**Tekstfragment:**
Ik moet dit artikel beëindigen, het wordt veel te lang. Maar ik zou zo graag willen, dat u het zag, dat iedere status-quo-mentaliteit, ieder conformisme (meer nog dan het „nihilisme”) verwijst naar een stervende prediking. Daarom is het zo beangstigend, dat het ge­loof in de vaste orde, waarin niets van zijn plaats komt (zelfs God niet) juist in het christendom zo breed geworden is. Daar is 40 jaar geleden de strijd al tegen aangebonden en het is nog aan de orde, even urgent.

Het is nog aan de orde om „alles Leben am Leben selbst zu messen”; wat heeft het anders voor zin om te zeggen, dat we léven willen?

**Uw opdracht:** Neem het tekstfragment hierboven over de status-quo-mentaliteit in het christendom volledig en woordelijk over.

**Verzameld materiaal:**

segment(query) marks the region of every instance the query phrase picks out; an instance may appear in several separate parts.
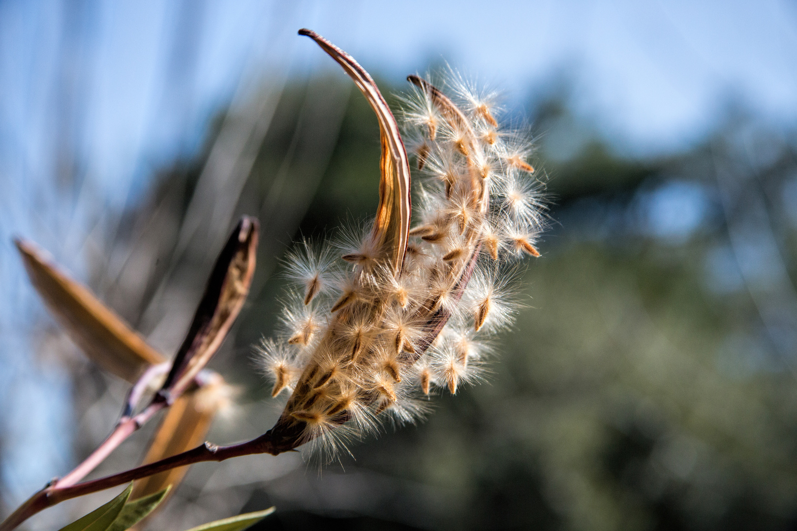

**Antwoord op opdracht:**
Ik moet dit artikel beëindigen, het wordt veel te lang. Maar ik zou zo graag willen, dat u het zag, dat iedere status-quo-mentaliteit, ieder conformisme (meer nog dan het „nihilisme”) verwijst naar een stervende prediking. Daarom is het zo beangstigend, dat het ge­loof in de vaste orde, waarin niets van zijn plaats komt (zelfs God niet) juist in het christendom zo breed geworden is. Daar is 40 jaar geleden de strijd al tegen aangebonden en het is nog aan de orde, even urgent.

Het is nog aan de orde om „alles Leben am Leben selbst zu messen”; wat heeft het anders voor zin om te zeggen, dat we léven willen?